>> START Dataset
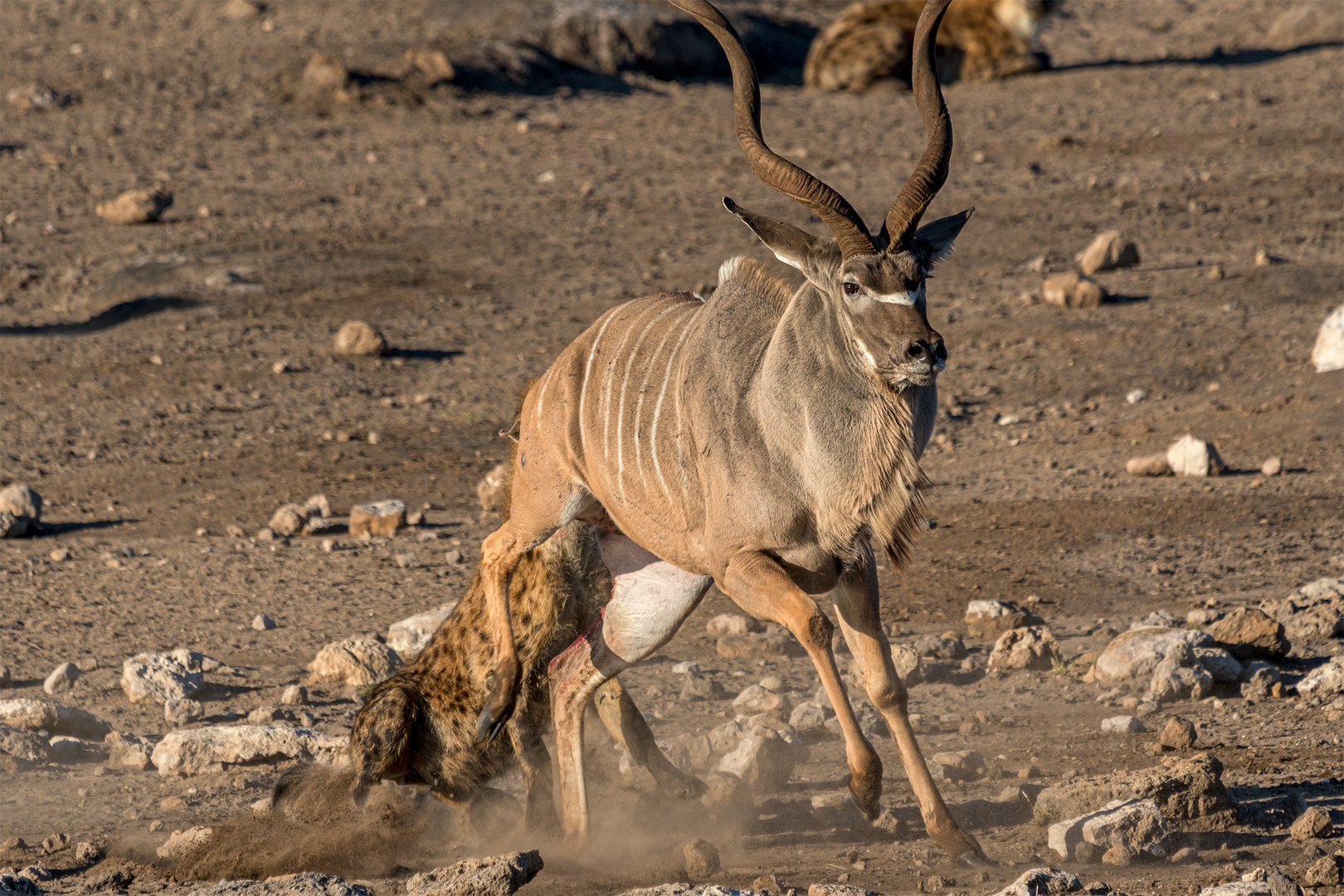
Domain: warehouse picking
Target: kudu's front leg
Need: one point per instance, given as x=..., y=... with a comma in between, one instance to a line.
x=758, y=585
x=856, y=605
>> END Dataset
→ **What the task asks**
Write down the lines above word for word, but leave out the pictures.

→ **Exercise response**
Domain: warehouse picking
Target: kudu's front leg
Need: one point per instance, given as x=..., y=... with a comma in between, one instance to a line.
x=758, y=585
x=856, y=605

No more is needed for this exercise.